[Saved data entries]
· · · · · · ·

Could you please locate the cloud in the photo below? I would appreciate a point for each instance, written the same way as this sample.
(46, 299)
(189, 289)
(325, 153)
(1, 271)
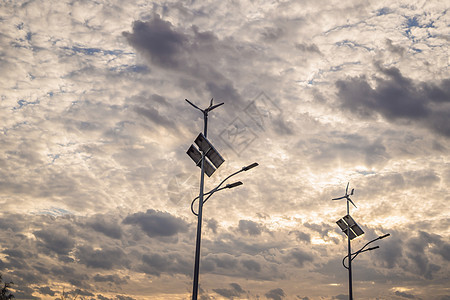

· · · · · · ·

Your instructions — Exactly as they appear above, print all the lines, but not the pictures.

Reply —
Could you please locate the cloud in the photo below? I would appreciate a point for each instance, written the same way as this sample.
(46, 299)
(189, 289)
(325, 153)
(1, 271)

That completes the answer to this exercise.